• **WHAT IS NEEDED**: Format the part of the material that opens with the line containing "For every instance of the dense" and closes with the line containing "x=925 y=373" as a JSON list of strings, one string per line. Leave out blank lines.

• **GIVEN INFORMATION**:
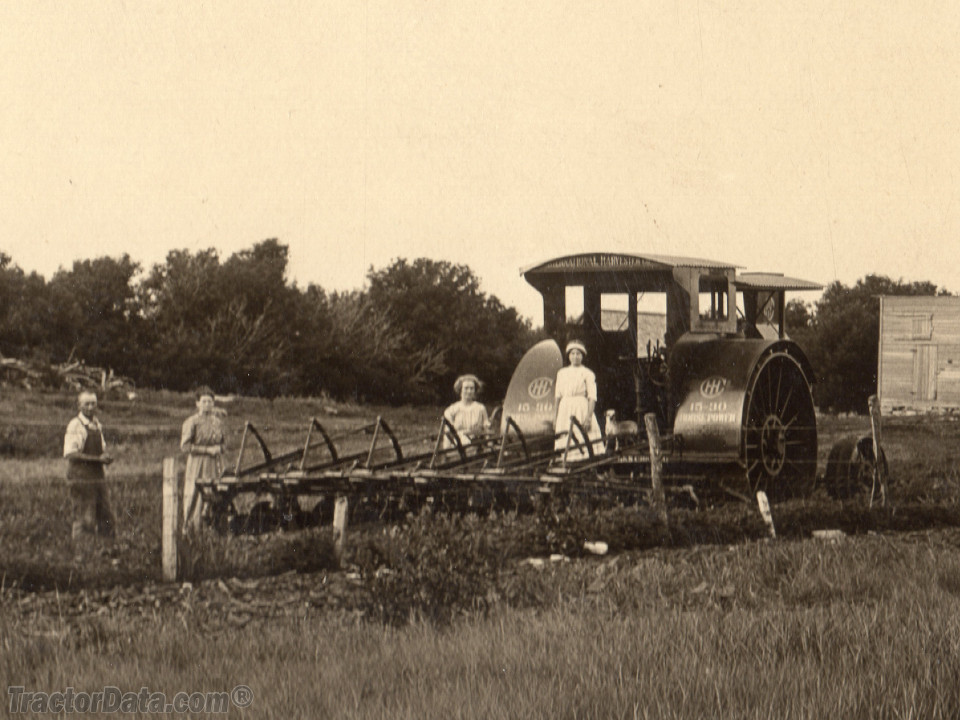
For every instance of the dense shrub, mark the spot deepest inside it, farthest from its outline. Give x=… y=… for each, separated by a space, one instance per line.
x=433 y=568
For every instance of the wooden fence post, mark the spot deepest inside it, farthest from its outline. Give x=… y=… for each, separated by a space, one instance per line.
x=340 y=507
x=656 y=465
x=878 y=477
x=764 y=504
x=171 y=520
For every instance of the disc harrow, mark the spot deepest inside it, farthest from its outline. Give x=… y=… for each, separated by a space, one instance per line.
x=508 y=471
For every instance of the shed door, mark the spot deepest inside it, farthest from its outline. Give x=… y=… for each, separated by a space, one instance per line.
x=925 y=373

==

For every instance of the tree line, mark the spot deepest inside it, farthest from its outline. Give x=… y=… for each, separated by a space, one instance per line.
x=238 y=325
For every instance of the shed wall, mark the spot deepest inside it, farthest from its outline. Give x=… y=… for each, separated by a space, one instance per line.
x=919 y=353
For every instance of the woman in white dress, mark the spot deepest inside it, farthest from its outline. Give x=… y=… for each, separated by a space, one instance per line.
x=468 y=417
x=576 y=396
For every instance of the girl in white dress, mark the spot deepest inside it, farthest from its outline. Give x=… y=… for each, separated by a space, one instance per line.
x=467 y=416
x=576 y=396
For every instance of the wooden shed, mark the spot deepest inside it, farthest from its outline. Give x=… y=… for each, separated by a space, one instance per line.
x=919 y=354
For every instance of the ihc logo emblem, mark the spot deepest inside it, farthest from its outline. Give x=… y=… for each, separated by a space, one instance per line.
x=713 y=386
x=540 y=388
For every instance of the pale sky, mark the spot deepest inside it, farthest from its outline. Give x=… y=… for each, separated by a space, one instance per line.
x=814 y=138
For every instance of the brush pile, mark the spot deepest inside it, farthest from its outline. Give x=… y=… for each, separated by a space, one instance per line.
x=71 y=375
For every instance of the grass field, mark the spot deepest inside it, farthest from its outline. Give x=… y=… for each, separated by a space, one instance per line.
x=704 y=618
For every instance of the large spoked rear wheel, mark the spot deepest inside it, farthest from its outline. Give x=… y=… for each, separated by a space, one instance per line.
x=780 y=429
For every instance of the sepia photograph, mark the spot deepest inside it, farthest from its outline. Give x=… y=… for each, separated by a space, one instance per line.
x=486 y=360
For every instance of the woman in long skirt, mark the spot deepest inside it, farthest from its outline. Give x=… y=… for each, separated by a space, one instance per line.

==

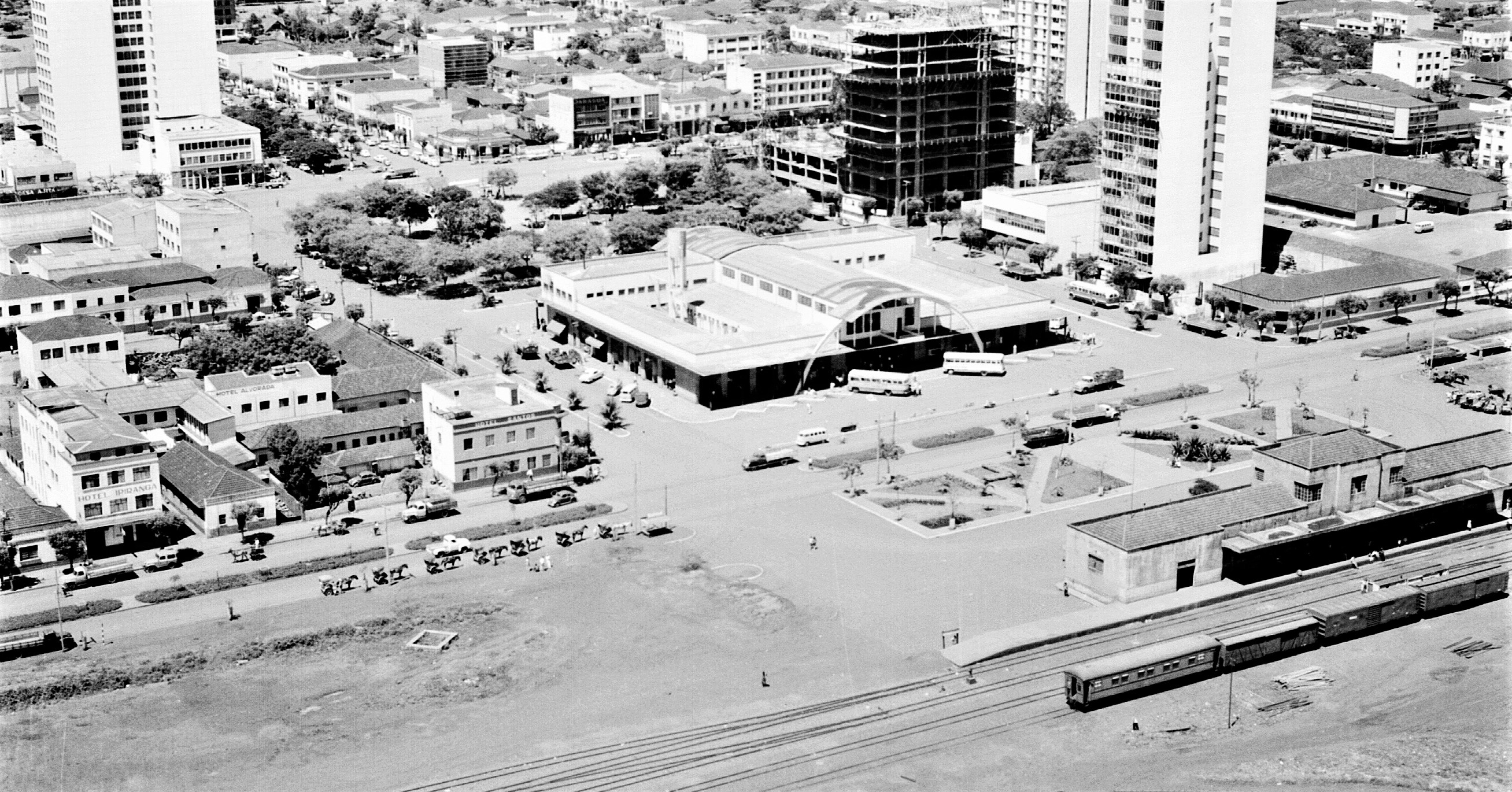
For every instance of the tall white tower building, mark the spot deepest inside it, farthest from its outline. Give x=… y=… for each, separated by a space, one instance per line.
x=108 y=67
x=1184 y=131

• **TASK ANSWER**:
[
  "For every instance of the dense shrub, mark the spot deepest inside it, farthest from its outline. Give x=… y=… for each, separated by a space, one instance per line.",
  "x=433 y=568",
  "For every instance of the wooden fence post, mark the spot deepest inside it, farthest from its outline. Give x=… y=… for each, separated by a space, one instance per line.",
  "x=340 y=507",
  "x=656 y=465",
  "x=878 y=477",
  "x=764 y=504",
  "x=171 y=520",
  "For every instance of the disc harrow, mark the spot deepest inside it, farthest from its outline. Give x=… y=… for each, separated by a space, one instance per line.",
  "x=508 y=471",
  "For every instance of the shed door, mark the spot deepest inside it, farthest from its outline. Give x=… y=… for each, separated by a space, one instance per line.",
  "x=925 y=373"
]